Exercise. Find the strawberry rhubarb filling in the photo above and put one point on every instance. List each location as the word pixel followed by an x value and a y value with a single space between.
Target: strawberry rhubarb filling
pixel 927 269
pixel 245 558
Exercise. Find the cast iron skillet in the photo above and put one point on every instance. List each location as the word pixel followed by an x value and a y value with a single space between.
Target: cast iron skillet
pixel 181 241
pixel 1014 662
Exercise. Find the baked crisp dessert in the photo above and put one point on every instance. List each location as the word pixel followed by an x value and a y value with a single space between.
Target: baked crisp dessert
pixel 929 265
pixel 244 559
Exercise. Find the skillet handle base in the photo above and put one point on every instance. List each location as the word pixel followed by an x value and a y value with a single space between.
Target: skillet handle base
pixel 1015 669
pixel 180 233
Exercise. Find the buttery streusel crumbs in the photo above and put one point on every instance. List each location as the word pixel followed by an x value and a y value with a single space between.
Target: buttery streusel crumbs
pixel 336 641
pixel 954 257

---+---

Görev Yönergesi =
Yukarıdaki verilerin tamamını hiçbir şeyi değiştirmeden satır satır tekrarla.

Tam Yanıt =
Exercise. Find the strawberry rhubarb filling in the photo above and put one point on every instance. List each location as the word pixel followed by an x value and a y value with a single space between.
Target: strawberry rhubarb filling
pixel 927 269
pixel 245 558
Exercise. Find the cast iron skillet in the photo above and put one point on every instance. List each location as the word pixel followed by an x value and a y value with a single space between.
Target: cast iron skillet
pixel 181 241
pixel 1014 662
Exercise. Find the baked crisp dessert in the photo above and put one point on every instance. List each location as the word pixel followed by an x value and a y value with a single space between.
Target: baked crisp dessert
pixel 929 265
pixel 244 559
Exercise. Find the skillet handle base in the photo above and put one point on every instance. List each location as the word pixel followed by an x value and a y value with a single space between.
Target: skillet handle base
pixel 1015 669
pixel 180 233
Exercise. Find the buttery streusel crumbs in the photo above and put one point on every instance. List each location as the word pixel followed by an x value and a y value with a single space between.
Target: buttery streusel crumbs
pixel 336 641
pixel 954 257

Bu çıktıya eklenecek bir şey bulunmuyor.